━━━━━ Exercise materials

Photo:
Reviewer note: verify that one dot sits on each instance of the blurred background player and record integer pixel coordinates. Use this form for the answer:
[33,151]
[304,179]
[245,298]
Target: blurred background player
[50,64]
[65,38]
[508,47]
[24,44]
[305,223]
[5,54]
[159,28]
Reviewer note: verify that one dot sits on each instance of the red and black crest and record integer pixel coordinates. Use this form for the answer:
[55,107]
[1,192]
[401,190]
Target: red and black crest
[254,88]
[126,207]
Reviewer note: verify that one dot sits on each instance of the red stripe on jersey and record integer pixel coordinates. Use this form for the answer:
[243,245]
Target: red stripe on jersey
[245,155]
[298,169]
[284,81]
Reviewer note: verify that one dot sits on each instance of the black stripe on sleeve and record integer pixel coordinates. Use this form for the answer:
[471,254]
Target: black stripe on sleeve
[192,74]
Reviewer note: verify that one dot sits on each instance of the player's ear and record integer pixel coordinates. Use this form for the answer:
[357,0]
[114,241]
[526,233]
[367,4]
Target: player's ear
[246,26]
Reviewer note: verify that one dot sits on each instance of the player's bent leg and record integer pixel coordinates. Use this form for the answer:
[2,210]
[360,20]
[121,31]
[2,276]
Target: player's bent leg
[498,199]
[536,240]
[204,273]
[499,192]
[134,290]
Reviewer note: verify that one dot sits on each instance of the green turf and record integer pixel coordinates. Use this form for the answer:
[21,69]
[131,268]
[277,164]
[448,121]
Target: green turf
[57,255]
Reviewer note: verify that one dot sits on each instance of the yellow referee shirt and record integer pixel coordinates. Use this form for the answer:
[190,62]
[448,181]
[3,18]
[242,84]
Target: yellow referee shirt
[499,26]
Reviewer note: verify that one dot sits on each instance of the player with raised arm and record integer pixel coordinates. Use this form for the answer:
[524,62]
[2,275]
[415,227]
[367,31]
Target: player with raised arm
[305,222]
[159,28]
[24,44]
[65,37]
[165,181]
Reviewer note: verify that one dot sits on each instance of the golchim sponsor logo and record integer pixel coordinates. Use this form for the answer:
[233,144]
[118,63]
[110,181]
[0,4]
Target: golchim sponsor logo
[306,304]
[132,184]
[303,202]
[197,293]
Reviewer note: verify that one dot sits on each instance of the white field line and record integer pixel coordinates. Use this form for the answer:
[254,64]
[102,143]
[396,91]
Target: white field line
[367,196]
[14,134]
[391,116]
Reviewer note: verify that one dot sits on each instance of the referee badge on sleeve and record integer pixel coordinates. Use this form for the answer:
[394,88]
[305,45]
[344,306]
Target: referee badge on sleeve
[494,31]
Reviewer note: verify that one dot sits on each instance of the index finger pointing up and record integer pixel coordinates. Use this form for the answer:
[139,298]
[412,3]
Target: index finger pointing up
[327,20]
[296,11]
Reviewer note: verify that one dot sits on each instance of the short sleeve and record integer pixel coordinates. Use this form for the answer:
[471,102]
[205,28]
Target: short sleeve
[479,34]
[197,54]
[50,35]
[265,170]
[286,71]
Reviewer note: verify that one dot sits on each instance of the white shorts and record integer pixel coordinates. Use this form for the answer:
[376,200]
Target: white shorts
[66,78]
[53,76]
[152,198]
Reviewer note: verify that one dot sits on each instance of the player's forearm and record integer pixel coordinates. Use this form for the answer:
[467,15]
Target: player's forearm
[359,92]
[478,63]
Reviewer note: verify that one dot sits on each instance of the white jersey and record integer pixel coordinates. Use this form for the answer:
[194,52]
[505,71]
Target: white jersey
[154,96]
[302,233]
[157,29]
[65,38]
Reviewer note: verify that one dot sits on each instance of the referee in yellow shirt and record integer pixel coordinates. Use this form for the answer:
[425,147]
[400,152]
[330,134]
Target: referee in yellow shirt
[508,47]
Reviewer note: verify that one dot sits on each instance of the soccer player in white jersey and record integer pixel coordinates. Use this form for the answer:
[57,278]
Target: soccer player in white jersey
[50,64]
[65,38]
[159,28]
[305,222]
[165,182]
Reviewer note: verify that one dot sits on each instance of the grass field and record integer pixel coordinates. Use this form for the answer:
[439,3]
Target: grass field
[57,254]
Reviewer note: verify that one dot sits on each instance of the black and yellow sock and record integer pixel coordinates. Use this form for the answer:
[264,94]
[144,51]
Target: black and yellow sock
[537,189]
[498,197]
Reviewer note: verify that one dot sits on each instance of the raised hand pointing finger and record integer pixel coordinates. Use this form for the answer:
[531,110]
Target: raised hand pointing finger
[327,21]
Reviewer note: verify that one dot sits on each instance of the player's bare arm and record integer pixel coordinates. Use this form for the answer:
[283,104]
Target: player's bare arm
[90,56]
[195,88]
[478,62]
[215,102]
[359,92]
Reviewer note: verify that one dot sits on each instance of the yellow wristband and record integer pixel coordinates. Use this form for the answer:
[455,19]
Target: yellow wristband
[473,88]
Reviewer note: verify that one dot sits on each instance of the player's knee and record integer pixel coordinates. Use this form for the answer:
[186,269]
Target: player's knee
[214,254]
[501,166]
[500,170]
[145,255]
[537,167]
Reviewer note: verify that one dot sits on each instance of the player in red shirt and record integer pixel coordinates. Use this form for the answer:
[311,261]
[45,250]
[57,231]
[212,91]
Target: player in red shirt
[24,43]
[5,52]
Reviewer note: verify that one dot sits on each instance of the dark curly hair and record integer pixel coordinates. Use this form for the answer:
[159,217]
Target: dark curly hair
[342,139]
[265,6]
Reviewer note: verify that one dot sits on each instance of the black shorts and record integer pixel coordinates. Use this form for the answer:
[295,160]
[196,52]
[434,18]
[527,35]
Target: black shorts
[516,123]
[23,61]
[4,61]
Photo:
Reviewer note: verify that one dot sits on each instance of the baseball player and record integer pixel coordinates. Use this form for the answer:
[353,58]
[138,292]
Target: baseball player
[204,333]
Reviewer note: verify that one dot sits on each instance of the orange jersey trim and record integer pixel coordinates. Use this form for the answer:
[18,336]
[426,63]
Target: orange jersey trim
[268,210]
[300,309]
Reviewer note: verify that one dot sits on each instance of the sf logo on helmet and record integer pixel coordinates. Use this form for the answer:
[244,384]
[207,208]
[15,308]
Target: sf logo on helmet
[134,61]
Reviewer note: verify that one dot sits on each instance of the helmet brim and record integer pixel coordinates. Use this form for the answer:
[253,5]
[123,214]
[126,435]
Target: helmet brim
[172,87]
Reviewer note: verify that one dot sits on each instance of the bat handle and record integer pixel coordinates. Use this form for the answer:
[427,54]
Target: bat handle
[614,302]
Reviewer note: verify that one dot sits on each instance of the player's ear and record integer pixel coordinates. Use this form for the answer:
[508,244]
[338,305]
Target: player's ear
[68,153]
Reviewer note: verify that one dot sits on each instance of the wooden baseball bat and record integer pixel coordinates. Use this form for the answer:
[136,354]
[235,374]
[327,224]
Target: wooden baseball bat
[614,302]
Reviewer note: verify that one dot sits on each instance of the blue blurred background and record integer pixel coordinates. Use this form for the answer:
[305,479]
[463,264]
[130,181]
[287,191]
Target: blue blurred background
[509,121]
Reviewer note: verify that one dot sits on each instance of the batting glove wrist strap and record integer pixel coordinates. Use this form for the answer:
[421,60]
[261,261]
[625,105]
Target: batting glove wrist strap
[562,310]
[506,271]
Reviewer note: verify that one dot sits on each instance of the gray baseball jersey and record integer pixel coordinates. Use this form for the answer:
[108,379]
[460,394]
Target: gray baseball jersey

━━━━━━━━━━

#### Task description:
Reproduce verbatim the rows from the line containing "the bat handle" through the last line of the rows, with both end lines included.

#### Worked solution:
Reviewer note: verify that one dot sits on each instance of the bat handle and record integer pixel coordinates. Use this form for the answer:
[427,54]
Target: bat handle
[614,302]
Reviewer note: verify that one dot sits on each instance of the player's ear and record integer pixel coordinates. Use this form for the answer:
[508,244]
[338,305]
Target: player's ear
[68,153]
Reviewer note: verify that one dot sits on each instance of the wooden baseball bat and record integer pixel coordinates. Use this form for the answer:
[136,354]
[235,374]
[327,224]
Target: wooden baseball bat
[614,302]
Reviewer note: verify that one dot sits on each instance of the blue blurred background and record integer pixel coordinates. Use this form for the answer:
[305,479]
[463,264]
[130,181]
[287,191]
Target: blue blurred background
[509,121]
Reviewer note: verify that one dot sits on each instance of the batting glove wrist strap and record integer pixel coordinates. Use this form for the answer:
[421,60]
[261,261]
[625,105]
Target: batting glove wrist strap
[562,310]
[506,271]
Reviewer note: verify that one dot sits on each instance of the gray baseball jersey and record integer pixel coordinates. Use this form for the answer:
[108,379]
[460,394]
Target: gray baseball jersey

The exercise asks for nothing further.